Сегодня редко кто из игроков интересуется биографиями давно исчезнувших персонажей карточных фигур, да и рисунки на картах-картинках в современных колодах мало чем напоминают реально существовавшие личности. Это – не что иное, как стилизация стилизаций, бесконечно далекая от первоначальных оригиналов. Между тем первоначально, например, четыре короля символизировали легендарных героев-правителей древности, которыми могли восхищаться европейцы в средние века: Карл Великий, король франков, возглавлял червонную масть, пастух и певец Давид – пиковую, поскольку благодаря своим подвигам он стал легендарным древнееврейским царем; Юлию Цезарю и Александру Македонскому соответственно были отданы бубновая и трефовая масти.
Правда, в некоторых колодах червонный король попеременно изображался то в виде волосатого Исава, то Константина, то Карла I, то Виктора Гюго, то французского генерала Буланже. И все-таки в споре за обладание короной бескровную победу одержал Карл Великий. Современные карты любовно, практически без изменений, хранят героические черты этого прославленного мужа в виде мудрого старца, укутанного в горностаевую мантию – символ богатства. В левой руке у него меч – символ мужества и власти.
Изображение Давида изначально украшала арфа – как напоминание о музыкальном таланте легендарного царя Иудеи. Во время наполеоновских войн пикового короля недолго изображали в виде Наполеона Бонапарта во Франции и герцога Веллингтона в Пруссии. Но потом справедливость восторжествовала и Давид вновь занял свое законное место среди карточных царственных особ.
Хотя Юлий Цезарь никогда не был королем, он тоже вошел в венценосный ареопаг. Его обычно рисовали в профиль, причем на некоторых старинных французских и итальянских картах Цезаря изображали с вытянутой рукой, словно он намеревается что-то схватить. Это должно было говорить о том, что бубновая масть традиционно отождествлялась с деньгами и богатством.
Александр Македонский – единственный из карточных королей, в руку которого была вложена держава символ монархии. Правда, на современных картах ее часто заменяет меч – как свидетельство его полководческих талантов. К сожалению, внешность трефового короля стала жертвой безжалостной моды и из мужественного героя с яростным взглядом он превратился в изнеженного царедворца со щегольской бородкой и элегантными усами.
Первой дамой червей была Елена Троянская. Кроме нее в роли претенденток на этот трон выступали Элисса, основательница Карфагена, в римской мифологии – Дидона, Жанна д'Арк, Елизавета I Английская, Роксана, Рахиль и Фауста. Однако долгожительницей оказалась героиня библейской легенды Юдифь, чей образ на протяжении веков кочевал из колоды в колоду.
Что касается дамы пик, то ее было принято изображать в виде греческой богини мудрости и войны Афины Паллады. Правда, тевтоны и скандинавы отдавали предпочтение собственным мифологическим персонажам, олицетворявшим войну.

** Задание 1 **
Процитируйте из отрывка о карточных фигурах часть, которая открывается словами, содержащими «Сегодня редко кто», и закрывается словами «и трефовая масти.».
** Задание 2 **
Какую масть, согласно отрывку о карточных фигурах, возглавлял пастух и певец Давид?
** Задание 3 **
Напишите продолжение отрывка о карточных фигурах, начиная сразу после его последнего предложения.

** Записи данных **

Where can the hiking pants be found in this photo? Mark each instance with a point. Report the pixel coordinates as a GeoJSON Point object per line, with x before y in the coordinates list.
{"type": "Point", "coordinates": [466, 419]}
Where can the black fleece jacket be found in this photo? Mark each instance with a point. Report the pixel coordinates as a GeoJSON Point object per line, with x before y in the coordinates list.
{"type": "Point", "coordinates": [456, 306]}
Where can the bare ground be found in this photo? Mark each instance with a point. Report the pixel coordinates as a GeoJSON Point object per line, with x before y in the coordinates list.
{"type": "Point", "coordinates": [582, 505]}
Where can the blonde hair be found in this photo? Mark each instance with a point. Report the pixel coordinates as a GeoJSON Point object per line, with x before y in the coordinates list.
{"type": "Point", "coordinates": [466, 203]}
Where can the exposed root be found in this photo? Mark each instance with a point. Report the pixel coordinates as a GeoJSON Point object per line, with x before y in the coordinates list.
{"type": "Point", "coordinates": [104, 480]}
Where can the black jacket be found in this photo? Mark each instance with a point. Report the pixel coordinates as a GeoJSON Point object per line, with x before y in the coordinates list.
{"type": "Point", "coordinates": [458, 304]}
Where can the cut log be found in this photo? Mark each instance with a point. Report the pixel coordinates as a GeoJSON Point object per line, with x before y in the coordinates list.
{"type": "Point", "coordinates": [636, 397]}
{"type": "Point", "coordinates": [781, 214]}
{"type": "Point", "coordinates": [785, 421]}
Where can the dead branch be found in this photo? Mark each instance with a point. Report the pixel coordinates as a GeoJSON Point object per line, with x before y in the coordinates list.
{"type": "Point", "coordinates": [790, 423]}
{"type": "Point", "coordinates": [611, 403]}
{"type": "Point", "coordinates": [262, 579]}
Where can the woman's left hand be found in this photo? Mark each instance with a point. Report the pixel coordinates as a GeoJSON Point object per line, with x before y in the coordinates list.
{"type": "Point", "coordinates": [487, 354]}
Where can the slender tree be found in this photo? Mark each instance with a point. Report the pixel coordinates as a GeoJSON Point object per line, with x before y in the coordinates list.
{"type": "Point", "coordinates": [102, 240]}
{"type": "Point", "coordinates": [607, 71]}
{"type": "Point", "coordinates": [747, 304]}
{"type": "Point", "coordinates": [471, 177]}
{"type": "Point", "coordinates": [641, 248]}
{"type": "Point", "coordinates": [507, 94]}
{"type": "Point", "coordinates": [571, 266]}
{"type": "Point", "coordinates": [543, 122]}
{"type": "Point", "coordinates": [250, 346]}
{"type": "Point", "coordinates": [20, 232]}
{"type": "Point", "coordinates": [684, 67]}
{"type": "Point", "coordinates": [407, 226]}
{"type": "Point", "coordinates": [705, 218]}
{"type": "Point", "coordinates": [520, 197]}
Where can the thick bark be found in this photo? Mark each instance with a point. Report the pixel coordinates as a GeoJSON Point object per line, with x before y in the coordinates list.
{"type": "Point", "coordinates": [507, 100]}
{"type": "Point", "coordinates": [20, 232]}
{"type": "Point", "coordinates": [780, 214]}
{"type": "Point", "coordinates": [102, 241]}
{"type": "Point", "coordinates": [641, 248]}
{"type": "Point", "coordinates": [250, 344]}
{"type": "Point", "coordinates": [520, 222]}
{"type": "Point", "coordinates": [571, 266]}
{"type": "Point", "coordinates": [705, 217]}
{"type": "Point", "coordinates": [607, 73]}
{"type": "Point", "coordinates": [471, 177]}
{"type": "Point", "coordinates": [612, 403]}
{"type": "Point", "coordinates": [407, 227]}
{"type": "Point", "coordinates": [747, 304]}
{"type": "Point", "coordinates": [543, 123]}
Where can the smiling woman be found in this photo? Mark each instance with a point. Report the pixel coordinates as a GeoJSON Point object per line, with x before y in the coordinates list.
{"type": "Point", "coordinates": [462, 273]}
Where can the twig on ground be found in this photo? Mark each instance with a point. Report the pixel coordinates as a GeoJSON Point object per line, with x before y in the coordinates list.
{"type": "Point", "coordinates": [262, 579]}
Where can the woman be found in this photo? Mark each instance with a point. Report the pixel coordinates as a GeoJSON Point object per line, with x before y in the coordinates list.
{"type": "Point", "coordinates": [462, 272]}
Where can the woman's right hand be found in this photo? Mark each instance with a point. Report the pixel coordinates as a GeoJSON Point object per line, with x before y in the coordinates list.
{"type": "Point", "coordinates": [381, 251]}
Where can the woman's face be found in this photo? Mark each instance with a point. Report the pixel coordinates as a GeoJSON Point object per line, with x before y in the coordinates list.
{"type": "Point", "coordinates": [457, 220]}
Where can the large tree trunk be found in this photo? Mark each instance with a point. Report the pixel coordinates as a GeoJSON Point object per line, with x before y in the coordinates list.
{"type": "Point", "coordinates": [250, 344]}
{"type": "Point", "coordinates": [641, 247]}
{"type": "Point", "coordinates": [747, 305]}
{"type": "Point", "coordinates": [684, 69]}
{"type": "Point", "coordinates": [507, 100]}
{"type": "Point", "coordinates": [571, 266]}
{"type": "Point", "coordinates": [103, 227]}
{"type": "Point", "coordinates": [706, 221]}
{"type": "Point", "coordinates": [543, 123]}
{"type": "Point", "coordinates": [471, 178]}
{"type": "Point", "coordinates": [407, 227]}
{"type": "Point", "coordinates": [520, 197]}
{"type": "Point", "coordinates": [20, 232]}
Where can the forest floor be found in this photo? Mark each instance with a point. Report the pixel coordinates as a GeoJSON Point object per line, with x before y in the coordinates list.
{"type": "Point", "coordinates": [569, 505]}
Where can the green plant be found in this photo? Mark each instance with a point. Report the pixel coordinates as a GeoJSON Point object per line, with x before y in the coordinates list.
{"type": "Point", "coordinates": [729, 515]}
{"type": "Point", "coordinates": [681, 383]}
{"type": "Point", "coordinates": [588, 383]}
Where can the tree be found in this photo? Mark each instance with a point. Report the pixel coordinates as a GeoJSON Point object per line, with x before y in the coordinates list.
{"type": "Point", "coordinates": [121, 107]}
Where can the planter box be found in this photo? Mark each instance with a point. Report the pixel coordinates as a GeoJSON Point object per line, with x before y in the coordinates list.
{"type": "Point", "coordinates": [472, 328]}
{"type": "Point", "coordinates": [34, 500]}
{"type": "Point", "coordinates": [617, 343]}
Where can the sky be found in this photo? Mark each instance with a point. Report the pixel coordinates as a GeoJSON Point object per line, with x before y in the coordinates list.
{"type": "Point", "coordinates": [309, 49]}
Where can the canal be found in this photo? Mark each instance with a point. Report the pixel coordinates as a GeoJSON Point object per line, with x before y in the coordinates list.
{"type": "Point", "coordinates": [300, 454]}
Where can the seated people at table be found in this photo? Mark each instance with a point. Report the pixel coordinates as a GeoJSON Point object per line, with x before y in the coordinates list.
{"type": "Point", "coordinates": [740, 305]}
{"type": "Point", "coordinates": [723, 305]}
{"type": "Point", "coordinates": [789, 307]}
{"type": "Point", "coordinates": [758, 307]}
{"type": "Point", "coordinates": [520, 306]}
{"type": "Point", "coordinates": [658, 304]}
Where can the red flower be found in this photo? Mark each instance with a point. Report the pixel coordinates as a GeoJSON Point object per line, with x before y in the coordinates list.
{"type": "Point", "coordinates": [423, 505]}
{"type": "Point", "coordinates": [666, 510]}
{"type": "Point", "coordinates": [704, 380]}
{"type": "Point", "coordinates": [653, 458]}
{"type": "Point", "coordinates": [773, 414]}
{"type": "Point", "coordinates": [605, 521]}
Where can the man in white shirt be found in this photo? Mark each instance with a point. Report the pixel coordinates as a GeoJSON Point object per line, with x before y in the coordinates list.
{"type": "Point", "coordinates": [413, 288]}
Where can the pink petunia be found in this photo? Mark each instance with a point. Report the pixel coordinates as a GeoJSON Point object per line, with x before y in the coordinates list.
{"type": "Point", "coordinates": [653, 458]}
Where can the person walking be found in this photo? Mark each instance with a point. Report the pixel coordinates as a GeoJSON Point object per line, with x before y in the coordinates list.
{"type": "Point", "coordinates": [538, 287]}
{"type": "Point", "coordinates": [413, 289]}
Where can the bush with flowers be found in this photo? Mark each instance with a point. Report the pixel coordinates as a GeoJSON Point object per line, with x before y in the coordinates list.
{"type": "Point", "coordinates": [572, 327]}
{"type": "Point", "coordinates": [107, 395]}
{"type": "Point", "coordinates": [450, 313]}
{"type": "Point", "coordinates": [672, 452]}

** Ответ 1 **
Сегодня редко кто из игроков интересуется биографиями давно исчезнувших персонажей карточных фигур, да и рисунки на картах-картинках в современных колодах мало чем напоминают реально существовавшие личности. Это – не что иное, как стилизация стилизаций, бесконечно далекая от первоначальных оригиналов. Между тем первоначально, например, четыре короля символизировали легендарных героев-правителей древности, которыми могли восхищаться европейцы в средние века: Карл Великий, король франков, возглавлял червонную масть, пастух и певец Давид – пиковую, поскольку благодаря своим подвигам он стал легендарным древнееврейским царем; Юлию Цезарю и Александру Македонскому соответственно были отданы бубновая и трефовая масти.

** Ответ 2 **
Пиковую.

** Ответ 3 **
В XIV-XV веках художники не смогли прийти к согласию, кого избрать в качестве прототипа дамы бубен. Исключением была лишь Франция, где им стала королева амазонок, в греческой мифологии – Панфизелия. В XVI веке кто-то придал даме бубен черты Рахили, героини библейской легенды о жизни Иакова. Поскольку, по преданию, она была женщиной жадной, ее амплуа в качестве «королевы денег» пришлось по вкусу широкой публике, и она утвердилась на этом троне.
Долгое время ни одна из мифологических или исторических героинь не претендовала на роль дамы треф. Иногда в колодах мелькали фигуры правительницы Трои Гекубы или Флоримелы, олицетворения женского обаяния, созданного талантом английского поэта Спенсера. Но они не сумели утвердиться в этой роли. В конце концов французам пришла в голову мысль изобразить даму треф в виде этакой, как теперь говорят, секс-бомбы и назвать ее Аргиной (от латинского слова «регина» – «царственная»). Затея оказалась настолько удачной, что прижилась и стала традицией. Больше того, все королевы, очередные фаворитки и любовницы французских монархов, героини злых пасквилей и фривольных острот, стали носить имя Аргина.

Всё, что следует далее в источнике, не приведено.